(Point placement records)
——————————
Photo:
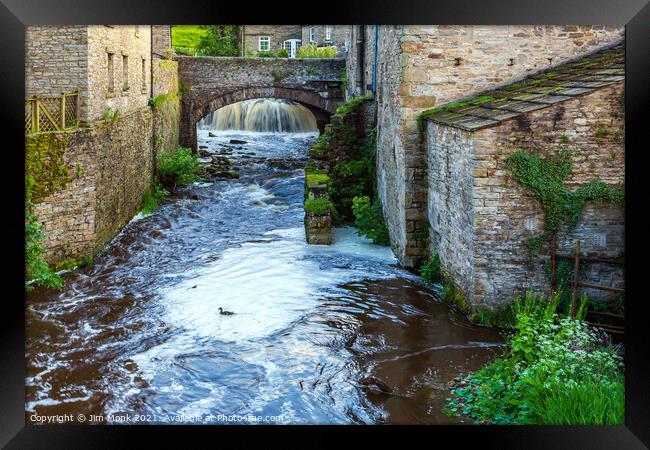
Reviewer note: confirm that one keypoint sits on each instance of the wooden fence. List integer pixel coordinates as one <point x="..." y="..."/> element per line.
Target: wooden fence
<point x="47" y="114"/>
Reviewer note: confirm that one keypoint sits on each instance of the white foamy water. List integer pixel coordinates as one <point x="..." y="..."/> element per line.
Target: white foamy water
<point x="268" y="285"/>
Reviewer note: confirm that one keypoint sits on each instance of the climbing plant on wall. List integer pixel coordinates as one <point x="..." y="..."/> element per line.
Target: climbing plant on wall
<point x="545" y="179"/>
<point x="45" y="173"/>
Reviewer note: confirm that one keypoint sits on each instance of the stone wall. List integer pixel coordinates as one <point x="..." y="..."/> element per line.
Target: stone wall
<point x="450" y="154"/>
<point x="111" y="168"/>
<point x="210" y="83"/>
<point x="360" y="60"/>
<point x="166" y="116"/>
<point x="56" y="61"/>
<point x="124" y="171"/>
<point x="499" y="209"/>
<point x="277" y="33"/>
<point x="340" y="36"/>
<point x="420" y="67"/>
<point x="132" y="41"/>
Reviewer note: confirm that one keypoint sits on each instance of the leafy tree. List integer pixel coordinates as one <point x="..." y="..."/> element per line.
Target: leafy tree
<point x="220" y="40"/>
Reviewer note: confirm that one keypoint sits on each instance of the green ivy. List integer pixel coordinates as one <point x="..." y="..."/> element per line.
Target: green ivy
<point x="430" y="270"/>
<point x="369" y="220"/>
<point x="178" y="168"/>
<point x="45" y="173"/>
<point x="545" y="179"/>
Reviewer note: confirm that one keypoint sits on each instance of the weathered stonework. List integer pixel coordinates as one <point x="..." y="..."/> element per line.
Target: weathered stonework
<point x="133" y="42"/>
<point x="111" y="166"/>
<point x="111" y="162"/>
<point x="421" y="67"/>
<point x="75" y="58"/>
<point x="209" y="83"/>
<point x="478" y="213"/>
<point x="166" y="117"/>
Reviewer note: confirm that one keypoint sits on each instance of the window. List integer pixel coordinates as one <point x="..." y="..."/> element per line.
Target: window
<point x="265" y="44"/>
<point x="111" y="73"/>
<point x="144" y="75"/>
<point x="125" y="73"/>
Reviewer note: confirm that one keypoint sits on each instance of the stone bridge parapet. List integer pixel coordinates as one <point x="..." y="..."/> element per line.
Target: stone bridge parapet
<point x="209" y="83"/>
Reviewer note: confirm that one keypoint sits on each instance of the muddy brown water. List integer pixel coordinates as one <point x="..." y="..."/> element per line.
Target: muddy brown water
<point x="318" y="335"/>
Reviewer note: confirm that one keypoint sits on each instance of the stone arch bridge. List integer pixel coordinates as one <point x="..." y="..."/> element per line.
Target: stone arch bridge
<point x="209" y="83"/>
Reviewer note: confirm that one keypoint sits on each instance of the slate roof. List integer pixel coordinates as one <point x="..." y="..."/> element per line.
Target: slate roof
<point x="539" y="91"/>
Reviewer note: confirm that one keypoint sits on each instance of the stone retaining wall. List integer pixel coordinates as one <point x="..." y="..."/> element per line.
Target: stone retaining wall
<point x="481" y="217"/>
<point x="421" y="67"/>
<point x="111" y="166"/>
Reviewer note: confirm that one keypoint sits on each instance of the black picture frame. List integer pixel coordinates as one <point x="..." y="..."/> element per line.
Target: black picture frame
<point x="634" y="14"/>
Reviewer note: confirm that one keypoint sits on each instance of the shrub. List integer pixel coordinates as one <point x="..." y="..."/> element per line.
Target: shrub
<point x="110" y="115"/>
<point x="265" y="54"/>
<point x="430" y="270"/>
<point x="178" y="168"/>
<point x="311" y="51"/>
<point x="36" y="269"/>
<point x="369" y="220"/>
<point x="555" y="371"/>
<point x="318" y="206"/>
<point x="316" y="178"/>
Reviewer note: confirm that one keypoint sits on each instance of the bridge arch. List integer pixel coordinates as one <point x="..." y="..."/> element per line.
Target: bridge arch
<point x="319" y="107"/>
<point x="210" y="83"/>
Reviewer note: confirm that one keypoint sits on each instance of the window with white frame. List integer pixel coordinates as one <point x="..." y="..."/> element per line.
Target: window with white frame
<point x="265" y="44"/>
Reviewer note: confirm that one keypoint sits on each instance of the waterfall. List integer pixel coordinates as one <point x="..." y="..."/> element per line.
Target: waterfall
<point x="263" y="114"/>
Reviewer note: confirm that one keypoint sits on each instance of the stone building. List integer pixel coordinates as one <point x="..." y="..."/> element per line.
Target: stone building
<point x="421" y="67"/>
<point x="481" y="218"/>
<point x="328" y="35"/>
<point x="116" y="70"/>
<point x="270" y="37"/>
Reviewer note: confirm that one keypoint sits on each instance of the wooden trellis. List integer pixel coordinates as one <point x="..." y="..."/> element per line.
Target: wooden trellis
<point x="577" y="259"/>
<point x="47" y="114"/>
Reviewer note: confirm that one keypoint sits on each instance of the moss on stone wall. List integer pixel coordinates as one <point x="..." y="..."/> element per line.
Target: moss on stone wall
<point x="45" y="170"/>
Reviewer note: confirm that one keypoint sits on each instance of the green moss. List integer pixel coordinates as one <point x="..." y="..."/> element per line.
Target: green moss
<point x="602" y="131"/>
<point x="431" y="270"/>
<point x="45" y="170"/>
<point x="451" y="294"/>
<point x="318" y="206"/>
<point x="369" y="220"/>
<point x="316" y="178"/>
<point x="454" y="106"/>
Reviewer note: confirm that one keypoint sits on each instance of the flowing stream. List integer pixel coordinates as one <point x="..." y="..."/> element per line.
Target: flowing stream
<point x="139" y="332"/>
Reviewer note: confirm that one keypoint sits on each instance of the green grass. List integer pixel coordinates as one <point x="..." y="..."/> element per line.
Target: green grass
<point x="316" y="178"/>
<point x="185" y="38"/>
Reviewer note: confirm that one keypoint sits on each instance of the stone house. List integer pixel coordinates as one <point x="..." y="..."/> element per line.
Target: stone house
<point x="421" y="67"/>
<point x="328" y="35"/>
<point x="480" y="217"/>
<point x="116" y="70"/>
<point x="272" y="38"/>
——————————
» What you have to do: Transcribe every entry above exactly. Omit all pictures.

» Exercise result:
Photo:
Reviewer note: confirm that one keypoint sits on each instance of the wooden fence. List integer pixel coordinates as one <point x="..." y="..."/> element per line.
Target: wooden fence
<point x="47" y="114"/>
Reviewer note: confirm that one keypoint sits on each instance of the white foamy water. List integer pixel coordinates as one <point x="..." y="..."/> element per line.
Target: white foamy water
<point x="268" y="285"/>
Reviewer note: confirm that one keypoint sits on each instance of the climbing plant on wall. List integer pixel coordinates as one <point x="..." y="..."/> element per line.
Target: climbing plant on wall
<point x="545" y="179"/>
<point x="45" y="173"/>
Reviewer note: confirm that one keypoint sits on each instance of the stone wall. List integer pixel coordinates as one <point x="..." y="..."/> element per line.
Target: stone wall
<point x="450" y="154"/>
<point x="111" y="168"/>
<point x="210" y="83"/>
<point x="360" y="60"/>
<point x="166" y="116"/>
<point x="56" y="61"/>
<point x="124" y="171"/>
<point x="499" y="209"/>
<point x="277" y="33"/>
<point x="340" y="36"/>
<point x="420" y="67"/>
<point x="132" y="41"/>
Reviewer note: confirm that one keypoint sits on each instance of the leafy tree. List integer pixel coordinates as one <point x="..." y="..."/> element per line.
Target: leafy tree
<point x="220" y="40"/>
Reviewer note: confirm that one keypoint sits on each instance of the green ivy. List integer pixel coordinates as one <point x="..." y="..."/> element per line.
Target: green ivy
<point x="430" y="270"/>
<point x="369" y="220"/>
<point x="178" y="168"/>
<point x="45" y="173"/>
<point x="545" y="179"/>
Reviewer note: confirm that one keypoint sits on each instance of the weathered stonework. List integer pixel coordinates as one <point x="..." y="..."/> element per line.
Target: weathered stonework
<point x="133" y="42"/>
<point x="111" y="166"/>
<point x="111" y="162"/>
<point x="421" y="67"/>
<point x="75" y="58"/>
<point x="209" y="83"/>
<point x="478" y="213"/>
<point x="166" y="117"/>
Reviewer note: confirm that one keypoint sits on each instance of the window. List integer pixel coordinates as one <point x="..." y="..."/> element per line.
Target: window
<point x="265" y="44"/>
<point x="111" y="73"/>
<point x="144" y="75"/>
<point x="125" y="73"/>
Reviewer note: confirm that one keypoint sits on each instance of the stone bridge parapet. List integer pixel coordinates as one <point x="..." y="..."/> element per line.
Target: stone bridge parapet
<point x="209" y="83"/>
Reviewer note: confirm that one keypoint sits on each instance of the muddy brown water. List integer pixel coordinates as one <point x="..." y="..."/> element per line.
Target: muddy brown water
<point x="318" y="335"/>
Reviewer note: confirm that one keypoint sits on each instance of the stone arch bridge. List integer pixel coordinates as one <point x="..." y="..."/> element per line.
Target: stone arch bridge
<point x="209" y="83"/>
Reviewer note: confirm that one keypoint sits on each instance of the slate roof. List integer pixel coordinates as one <point x="..." y="..."/> element per line.
Target: slate roof
<point x="539" y="91"/>
Reviewer note: confirm that one keypoint sits on each instance of the stone retaining wall. List integer pixel coordinates as one <point x="..." y="..."/> element per line.
Target: stone retaining wall
<point x="481" y="217"/>
<point x="421" y="67"/>
<point x="111" y="166"/>
Reviewer note: confirm that one keypoint sits on each instance of the black picture frame. List integer pixel coordinates as one <point x="..." y="..."/> element per line.
Target: black picture frame
<point x="634" y="14"/>
Reviewer note: confirm that one keypoint sits on each instance of the shrub. List integer pixel coordinates as one <point x="..." y="..."/> element per line.
Target: shrub
<point x="110" y="115"/>
<point x="265" y="54"/>
<point x="430" y="270"/>
<point x="178" y="168"/>
<point x="311" y="51"/>
<point x="36" y="269"/>
<point x="369" y="220"/>
<point x="555" y="371"/>
<point x="318" y="206"/>
<point x="316" y="178"/>
Reviewer note: confirm that one keypoint sits on each instance of the bridge arch. List integer pixel coordinates as one <point x="..." y="..."/> element per line.
Target: bridge arch
<point x="319" y="107"/>
<point x="210" y="83"/>
Reviewer note: confirm that one keypoint sits on each instance of the window with white frame. List integer pixel coordinates as one <point x="..." y="..."/> element per line.
Target: window with white frame
<point x="265" y="44"/>
Reviewer note: confirm that one keypoint sits on each instance of the waterfall. List integer pixel coordinates as one <point x="..." y="..."/> element per line.
Target: waterfall
<point x="263" y="114"/>
Reviewer note: confirm that one keypoint sits on each instance of the stone building. List integer pixel coordinates as one <point x="..." y="..."/> element per line.
Target: stone building
<point x="421" y="67"/>
<point x="481" y="218"/>
<point x="328" y="35"/>
<point x="116" y="70"/>
<point x="270" y="37"/>
Reviewer note: confirm that one keypoint sits on each instance of the wooden trellis. List integer pixel coordinates as one <point x="..." y="..."/> element per line.
Target: wooden trellis
<point x="577" y="259"/>
<point x="47" y="114"/>
Reviewer note: confirm that one keypoint sits on each instance of the moss on stone wall. List integer pixel coordinates as one <point x="..." y="..."/> element per line.
Target: moss on stone wall
<point x="45" y="170"/>
Reviewer note: confirm that one keypoint sits on each instance of the green moss. List integer pixel coordinates as one <point x="..." y="..."/> element per line.
Target: green moss
<point x="602" y="131"/>
<point x="431" y="270"/>
<point x="45" y="170"/>
<point x="451" y="294"/>
<point x="318" y="206"/>
<point x="369" y="220"/>
<point x="316" y="178"/>
<point x="454" y="106"/>
Reviewer note: confirm that one keypoint sits on each instance of the flowing stream. List integer pixel coordinates as one <point x="..." y="..."/> element per line.
Target: flowing stream
<point x="139" y="332"/>
Reviewer note: confirm that one keypoint sits on each instance of the green grass. List integer pixel coordinates as one <point x="..." y="..."/> element per line.
Target: green grass
<point x="316" y="178"/>
<point x="185" y="38"/>
Reviewer note: confirm that one keypoint sits on each instance of the stone house. List integer pixel coordinates as one <point x="..." y="..."/> element per line.
Target: stone house
<point x="421" y="67"/>
<point x="328" y="35"/>
<point x="480" y="217"/>
<point x="116" y="70"/>
<point x="272" y="38"/>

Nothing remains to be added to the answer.